◆ Text provided

4. PARTICIPATION AND WITHDRAWAL.

  4.1 An Employee who is eligible to participate in the Plan in accordance with
Section 3 may become a Participant by filing, on a date prescribed by the
Committee prior to an applicable Offering Date, a completed payroll deduction
authorization and Plan enrollment form provided by the Company or by following
an electronic or other enrollment process as prescribed by the Committee.
Participation may be conditioned on an eligible Employee's consent to transfer
and process personal data and on acknowledgment and agreement to Plan terms and
other specified conditions. An eligible Employee may authorize payroll
deductions at the rate of any whole percentage of the Employee's base salary,
not to exceed fifteen percent (15%) of the Employee's Compensation, or such
greater percentage, as specified by the Committee, as applied to a Purchase
Period. The Committee may provide for a separate election (of a different
percentage) for a specified item or items of Compensation, including specified
bonus payments, if any. All payroll deductions may be held by the Company and
commingled with its other corporate funds. No interest shall be paid or
credited to the Participant with respect to such payroll deductions except
where required by local law as determined by the Committee. A separate
bookkeeping account for each Participant shall be maintained by the Company
under the Plan and the amount of each Participant's payroll deductions shall be
credited to such account. A Participant may not make any additional payments
into such account. Payroll deductions made with respect to employees paid in
currencies other than U.S. dollars shall be converted to U.S. dollars as of
each Purchase Date using the then applicable exchange rate, as determined by
the Committee; provided, however, that the Committee may determine, with
respect to any Purchase Period, that payroll deductions shall be converted to
U.S. dollars based on an average or median exchange rate applicable for the
relevant Purchase Period.

  4.2 A Participant may decrease his or her rate of payroll deductions at any
time unless other procedures are prescribed by the Committee. A Participant may
increase his or her rate of payroll deductions only effective on the first
payroll date following the next Purchase Date by filing a new payroll deduction
authorization and Plan enrollment form or by following electronic or other
procedures prescribed by the Committee. If a Participant has not followed such
procedures to change the rate of payroll deductions, the rate of payroll
deductions shall continue at the originally elected rate throughout the
Purchase Period and future Purchase Periods unless the Committee determines to
change the maximum permissible rate.

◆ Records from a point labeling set

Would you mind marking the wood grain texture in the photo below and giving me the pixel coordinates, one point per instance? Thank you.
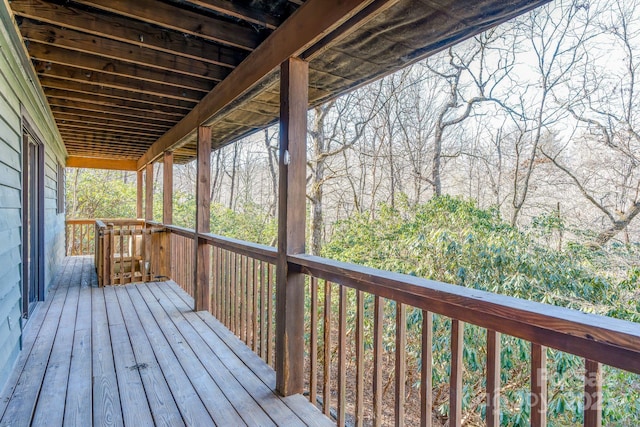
(538, 395)
(493, 379)
(311, 22)
(165, 361)
(610, 341)
(291, 225)
(592, 394)
(202, 292)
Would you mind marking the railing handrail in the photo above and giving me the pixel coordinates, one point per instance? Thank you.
(254, 250)
(603, 339)
(71, 221)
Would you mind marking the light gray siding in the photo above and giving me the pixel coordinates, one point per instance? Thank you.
(19, 94)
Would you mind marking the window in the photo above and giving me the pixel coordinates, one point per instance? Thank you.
(60, 188)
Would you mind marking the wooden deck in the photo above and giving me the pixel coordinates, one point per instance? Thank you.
(137, 355)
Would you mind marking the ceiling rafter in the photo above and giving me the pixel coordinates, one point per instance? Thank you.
(237, 10)
(184, 21)
(48, 54)
(123, 117)
(128, 31)
(314, 20)
(111, 49)
(158, 116)
(80, 75)
(111, 93)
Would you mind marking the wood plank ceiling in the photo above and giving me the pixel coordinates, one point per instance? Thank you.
(119, 75)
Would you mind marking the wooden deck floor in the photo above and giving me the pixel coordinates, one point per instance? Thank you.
(137, 355)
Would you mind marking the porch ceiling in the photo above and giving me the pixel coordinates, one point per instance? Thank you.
(122, 76)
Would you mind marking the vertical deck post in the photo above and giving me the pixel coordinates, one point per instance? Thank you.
(294, 75)
(148, 193)
(167, 213)
(147, 247)
(139, 212)
(203, 211)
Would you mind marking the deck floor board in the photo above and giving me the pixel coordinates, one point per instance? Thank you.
(138, 355)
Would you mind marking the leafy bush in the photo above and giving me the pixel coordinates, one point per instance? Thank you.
(452, 240)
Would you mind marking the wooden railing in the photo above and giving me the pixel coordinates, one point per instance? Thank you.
(80, 237)
(182, 257)
(129, 251)
(360, 382)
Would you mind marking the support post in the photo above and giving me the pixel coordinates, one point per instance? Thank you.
(139, 211)
(167, 188)
(203, 211)
(148, 193)
(167, 214)
(294, 75)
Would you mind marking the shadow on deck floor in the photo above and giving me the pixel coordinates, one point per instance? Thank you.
(137, 355)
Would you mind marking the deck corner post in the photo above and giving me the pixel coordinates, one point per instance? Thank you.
(139, 189)
(167, 214)
(148, 193)
(203, 220)
(294, 75)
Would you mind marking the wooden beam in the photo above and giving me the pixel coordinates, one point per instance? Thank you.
(167, 214)
(128, 31)
(58, 97)
(182, 20)
(111, 122)
(86, 90)
(72, 122)
(80, 75)
(309, 24)
(100, 163)
(84, 107)
(167, 188)
(148, 193)
(250, 14)
(77, 41)
(51, 54)
(83, 130)
(139, 196)
(119, 116)
(202, 297)
(294, 75)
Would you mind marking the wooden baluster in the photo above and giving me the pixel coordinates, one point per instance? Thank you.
(426, 373)
(107, 256)
(313, 342)
(359, 358)
(592, 394)
(378, 324)
(263, 309)
(455, 380)
(342, 355)
(219, 282)
(243, 298)
(254, 318)
(121, 270)
(239, 294)
(214, 281)
(112, 255)
(538, 385)
(233, 307)
(493, 378)
(270, 316)
(227, 290)
(326, 369)
(134, 260)
(401, 357)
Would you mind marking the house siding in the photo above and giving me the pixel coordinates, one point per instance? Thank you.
(20, 97)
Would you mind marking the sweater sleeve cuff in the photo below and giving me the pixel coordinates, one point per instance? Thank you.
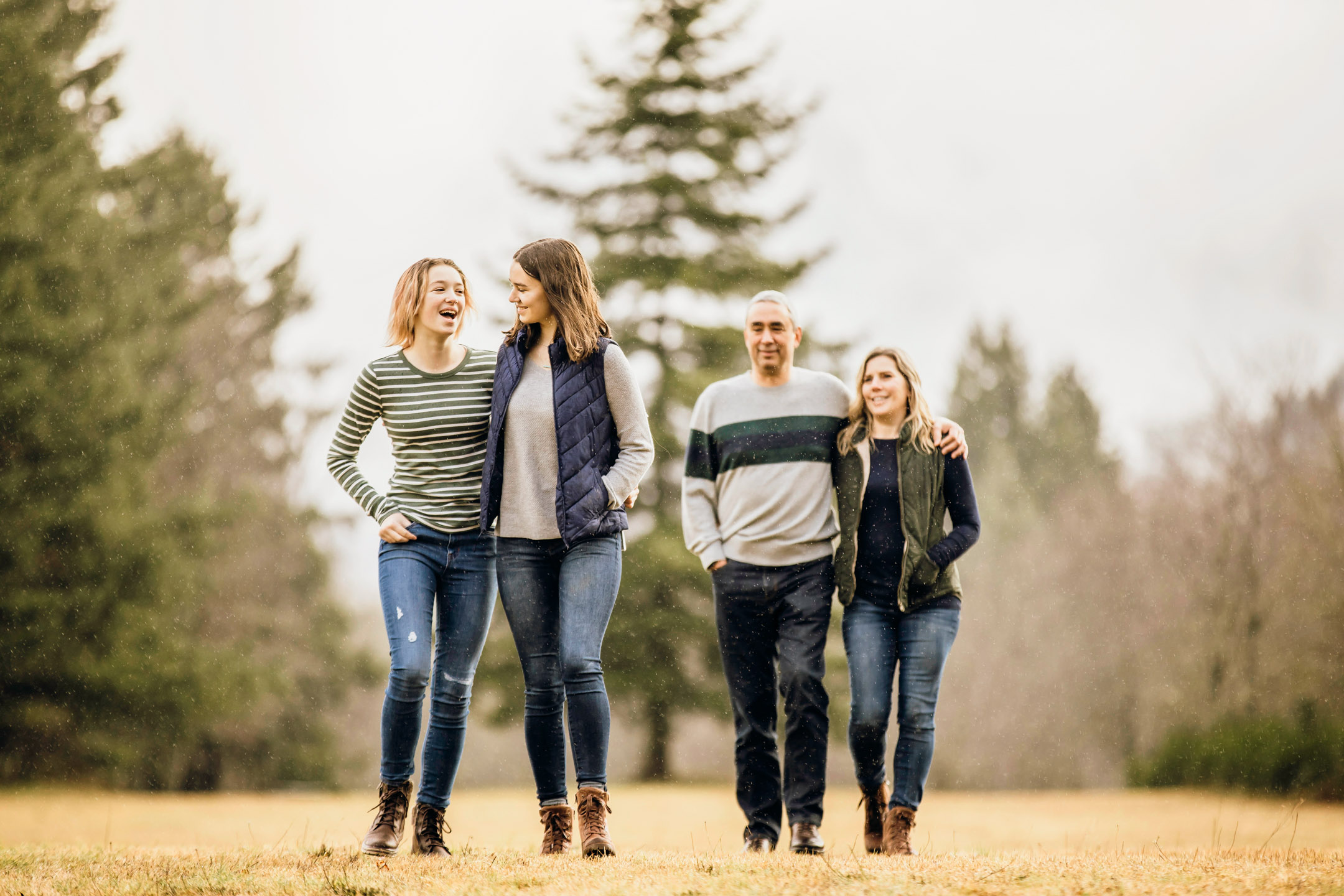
(614, 500)
(712, 555)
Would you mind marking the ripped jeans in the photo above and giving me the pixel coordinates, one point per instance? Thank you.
(455, 571)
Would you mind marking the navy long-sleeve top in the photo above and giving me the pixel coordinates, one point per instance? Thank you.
(880, 539)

◆ Written tasks
**1.** In the plan text on participation and withdrawal:
(a) What is the highest payroll deduction rate an eligible Employee may authorize, unless the Committee specifies a greater percentage?
(b) When is interest paid or credited on payroll deductions?
(c) When does an increase in a Participant's payroll deduction rate take effect?
**2.** Can you return the part of the plan text starting at "4.2 A Participant" and ending at "maximum permissible rate.", copied exactly?

◆ Outputs for the tasks
**1.**
(a) Fifteen percent (15%) of the Employee's Compensation.
(b) Only where local law requires it, as determined by the Committee.
(c) On the first payroll date following the next Purchase Date.

**2.**
4.2 A Participant may decrease his or her rate of payroll deductions at any
time unless other procedures are prescribed by the Committee. A Participant may
increase his or her rate of payroll deductions only effective on the first
payroll date following the next Purchase Date by filing a new payroll deduction
authorization and Plan enrollment form or by following electronic or other
procedures prescribed by the Committee. If a Participant has not followed such
procedures to change the rate of payroll deductions, the rate of payroll
deductions shall continue at the originally elected rate throughout the
Purchase Period and future Purchase Periods unless the Committee determines to
change the maximum permissible rate.